Directions » Would you return the lines from the one that contains "silhouette in the photo above." to the last line of the entries below, exactly and with nothing added?

BEGIN Input data

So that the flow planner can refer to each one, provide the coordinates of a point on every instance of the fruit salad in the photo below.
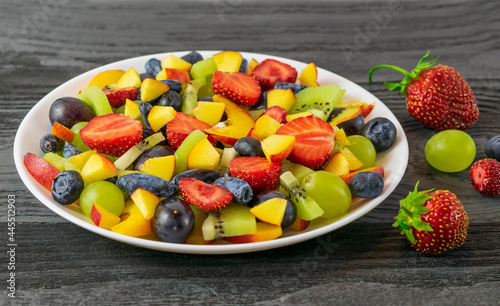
(197, 150)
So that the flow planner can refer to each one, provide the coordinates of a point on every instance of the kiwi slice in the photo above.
(319, 100)
(307, 208)
(233, 220)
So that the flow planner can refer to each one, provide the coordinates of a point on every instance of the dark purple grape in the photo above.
(68, 111)
(173, 220)
(50, 143)
(156, 151)
(290, 211)
(67, 187)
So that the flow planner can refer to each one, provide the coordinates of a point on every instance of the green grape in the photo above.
(363, 148)
(104, 193)
(330, 192)
(450, 151)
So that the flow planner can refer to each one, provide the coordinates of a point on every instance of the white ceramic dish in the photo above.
(36, 123)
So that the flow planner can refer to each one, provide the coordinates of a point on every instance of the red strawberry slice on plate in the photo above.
(118, 97)
(203, 195)
(237, 86)
(112, 134)
(258, 172)
(271, 71)
(314, 141)
(181, 126)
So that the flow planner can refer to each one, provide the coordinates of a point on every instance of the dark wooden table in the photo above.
(44, 43)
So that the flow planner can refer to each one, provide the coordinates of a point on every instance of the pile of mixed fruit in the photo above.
(198, 149)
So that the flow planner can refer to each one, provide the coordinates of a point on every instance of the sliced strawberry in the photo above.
(43, 172)
(270, 72)
(181, 126)
(203, 195)
(258, 172)
(314, 141)
(238, 86)
(118, 97)
(276, 112)
(112, 134)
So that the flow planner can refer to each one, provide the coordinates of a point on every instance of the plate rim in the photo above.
(41, 194)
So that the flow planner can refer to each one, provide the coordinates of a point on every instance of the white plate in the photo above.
(36, 123)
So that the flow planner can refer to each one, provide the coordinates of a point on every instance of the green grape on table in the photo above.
(450, 151)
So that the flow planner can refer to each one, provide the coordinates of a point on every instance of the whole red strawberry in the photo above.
(485, 177)
(438, 97)
(434, 222)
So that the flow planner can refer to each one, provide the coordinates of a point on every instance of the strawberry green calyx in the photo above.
(409, 216)
(409, 76)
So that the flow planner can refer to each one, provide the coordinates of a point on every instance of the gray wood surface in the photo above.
(45, 43)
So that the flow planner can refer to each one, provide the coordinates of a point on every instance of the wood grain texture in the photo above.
(45, 43)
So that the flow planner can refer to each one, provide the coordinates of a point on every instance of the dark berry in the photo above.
(242, 192)
(382, 133)
(366, 184)
(67, 187)
(173, 220)
(50, 143)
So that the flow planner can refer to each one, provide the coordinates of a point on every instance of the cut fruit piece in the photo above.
(264, 127)
(103, 218)
(282, 97)
(146, 201)
(309, 75)
(172, 61)
(271, 211)
(209, 112)
(162, 166)
(307, 208)
(42, 171)
(228, 61)
(62, 132)
(98, 168)
(105, 78)
(277, 147)
(152, 89)
(322, 99)
(130, 79)
(264, 232)
(203, 156)
(233, 220)
(159, 116)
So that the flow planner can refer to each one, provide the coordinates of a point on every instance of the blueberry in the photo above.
(158, 186)
(382, 133)
(50, 143)
(290, 211)
(242, 192)
(492, 148)
(248, 146)
(192, 57)
(70, 150)
(67, 187)
(366, 184)
(173, 85)
(153, 66)
(173, 220)
(352, 126)
(171, 98)
(294, 87)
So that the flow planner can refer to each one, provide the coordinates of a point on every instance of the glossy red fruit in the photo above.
(237, 86)
(271, 71)
(314, 141)
(203, 195)
(112, 134)
(438, 97)
(258, 172)
(485, 177)
(434, 222)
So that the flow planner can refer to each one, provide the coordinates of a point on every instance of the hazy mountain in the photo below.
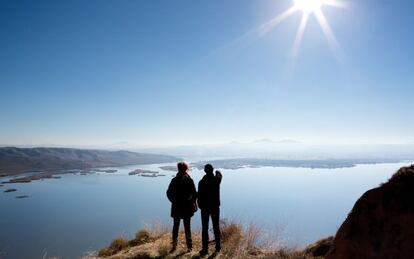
(18, 160)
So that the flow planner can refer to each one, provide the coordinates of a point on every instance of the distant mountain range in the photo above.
(19, 160)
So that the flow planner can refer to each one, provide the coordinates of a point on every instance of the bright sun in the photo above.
(309, 6)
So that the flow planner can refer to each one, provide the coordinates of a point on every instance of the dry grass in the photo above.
(116, 245)
(238, 241)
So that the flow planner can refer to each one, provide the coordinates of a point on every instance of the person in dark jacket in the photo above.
(209, 204)
(182, 195)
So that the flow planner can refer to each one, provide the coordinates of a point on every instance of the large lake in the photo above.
(78, 213)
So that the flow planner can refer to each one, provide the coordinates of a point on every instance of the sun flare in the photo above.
(308, 6)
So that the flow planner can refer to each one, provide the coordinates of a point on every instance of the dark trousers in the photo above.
(187, 230)
(214, 213)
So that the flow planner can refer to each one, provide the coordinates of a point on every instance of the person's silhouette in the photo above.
(182, 195)
(209, 204)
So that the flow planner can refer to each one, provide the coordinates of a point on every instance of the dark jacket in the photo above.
(209, 191)
(182, 195)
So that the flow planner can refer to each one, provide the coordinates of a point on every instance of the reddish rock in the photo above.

END Input data

Answer below »
So that the flow planner can refer to each one, provide the coordinates of a point on every instance of the person's silhouette in the photo above.
(182, 195)
(209, 204)
So that the flow planner can refer to each one, provide the coordinates of a point on every instance of the dark jacket in the photo above.
(209, 191)
(182, 195)
So that the flow planner can refer to each one, provide the coordinates of a point on every instance of the reddish rock in the photo above.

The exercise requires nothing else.